### Extract to read

# Zones of Protection.......



## Goldendragon7 (May 22, 2002)

When do you require the student to know about this "Kenpo Tool" and what do you teach them about them?
:asian:


----------



## OZman (May 22, 2002)

Mr. C.
Are you asking for belt level, or as a general point


----------



## Kirk (May 22, 2002)

What is the "Kenpo Tool" ??


----------



## AvPKenpo (May 22, 2002)

Kirk, 

I believe he is referring to Zones of Protection as a "Kenpo Tool",  becuase it is a unique principal to Kenpo (although I would imagine there are other arts that use it, not sure of which ones though).

Michael


----------



## Nightingale (May 22, 2002)

we're told that our blocks, checks and strikes make up an "imaginary wall of protection."  my instructor says this to get the white belts to not keep their guard too close to their body.  not sure if that's what you mean, but if so, we are introduced to the concept as white belts, and once we get the blocks and guard in the right places, it is usually not mentioned again because it becomes ingrained in what we do so much that we don't think about it.


----------



## Goldendragon7 (May 22, 2002)

> _Originally posted by OZman _
> *Are you asking for belt level, or as a general point *



Just as to if they use this tool, and if they do how do they introduce it into their normal teaching.  What examples are used depth of the tool etc.

:asian:


----------



## Goldendragon7 (May 22, 2002)

> _Originally posted by Kirk _
> *What is the "Kenpo Tool" ??
> *



A "Kenpo Tool" is a term I coined which referrers to one of the many Key Elements (tools) to our System.  

A few Examples....

Analytical Study of Motion
3 Divisions of the Art
Principles
Zones
8 Considerations
Web of Knowledge
Universal Pattern
3 points of view
Outer Rim
others.......

:asian:


----------



## Kirk (May 22, 2002)

I'm an orange belt, and I haven't heard of the term "Zone of
Protection" yet.  We *cancel* height, width, and depth
zones, though.  Does this relate?

Also, we have a *Zone Of Sanctuary* which is when
we step back, to the side at X angle, or step forward at X angle, 
to cancel some, most, or all of the attacker's weapons.  Is
this related to a Zone Of Protection?


----------



## Les (May 22, 2002)

> _Originally posted by Kirk _
> 
> *I'm an orange belt, and I haven't heard of the term "Zone of
> Protection" yet.  We cancel height, width, and depth
> ...



Kirk, you're on the right track with this one.

My understanding is that the "zones of "protection" is basically about not letting your opponent control your height, width & depth.

But then it gets a bit more involved as we delve into Quadrant Zones, Obscure Zones, etc.

### Dataset excerpt
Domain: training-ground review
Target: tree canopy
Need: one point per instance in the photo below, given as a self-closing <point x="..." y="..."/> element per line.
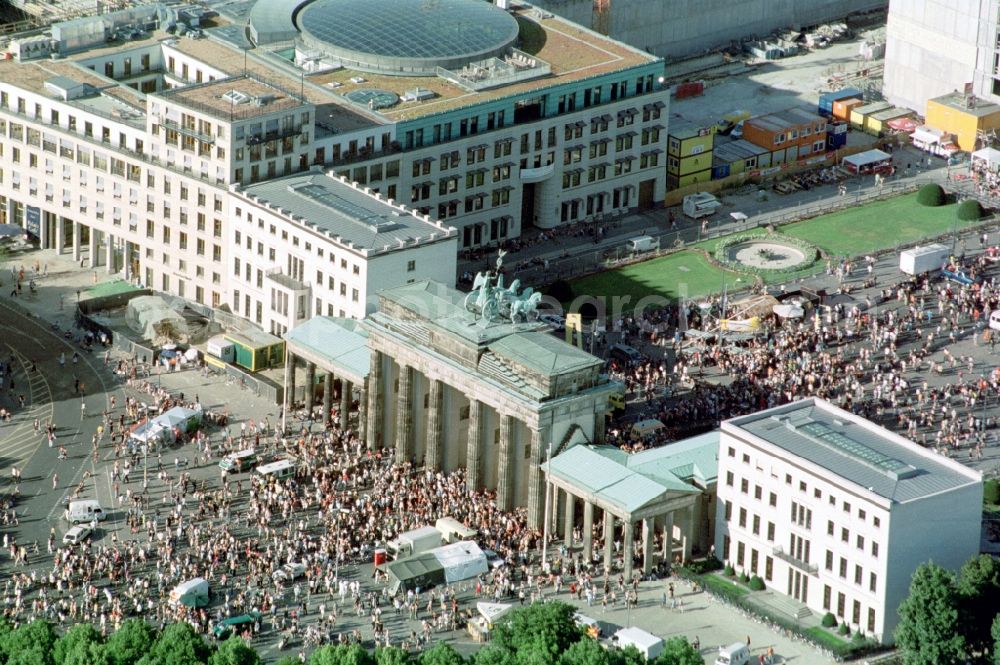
<point x="929" y="630"/>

### What is needed
Continue the forum thread on Kenpo's zones of protection from its last post.

### Output of the exercise
This answer, like all of mine is fairly basic, and hopefully someone with more experience/skill will elaborate. Then we'll both learn more.

I'm only learning

Les


----------



## Goldendragon7 (May 23, 2002)

pages 81  to 83.

:asian:


----------



## Kirk (May 23, 2002)

> _Originally posted by Goldendragon7 _
> 
> *pages 81  to 83.
> 
> :asian: *




DANGIT!  I sooooooo gotta get me those books!


----------



## Goldendragon7 (May 23, 2002)

You don't have them?

tsk tsk tsk  naughty boy!  What are we going to do with you!
:redeme:


----------



## Rainman (May 23, 2002)

> My understanding is that the "zones of "protection" is basically about not letting your opponent control your height, width & depth.



Add obscurity to that and then flip it around so now you are controlling the opponents HWD and taking advantage of their obscure zones.   If you are in control of their zones your zones are protected and they are not able to retaliate.   The better the fighter the smaller the time frame is for cancellation.    Opposites and reverses have many uses.



:asian:


----------



## Goldendragon7 (May 23, 2002)

I think many of them need a basic understanding of the concept in the first place...... I am always amazed at how many do not know of many of these Kenpo Tools.   I guess thats where we come in ...... to help spread the light.....


----------



## Rainman (May 23, 2002)

:idunno: 

Okay but I have to practice too!
 

:asian:


----------



## Goldendragon7 (May 23, 2002)

You know this stuff backwards and forwards.... as well as opposite!
:asian:


----------



## Kirk (May 23, 2002)

> _Originally posted by Goldendragon7 _
> 
> *I guess thats where we come in ...... to help spread the light..... *




Yeah, that's the only reason we keep you around!
:rofl: :rofl: :rofl: :rofl: :rofl:


----------



## Michael Billings (May 23, 2002)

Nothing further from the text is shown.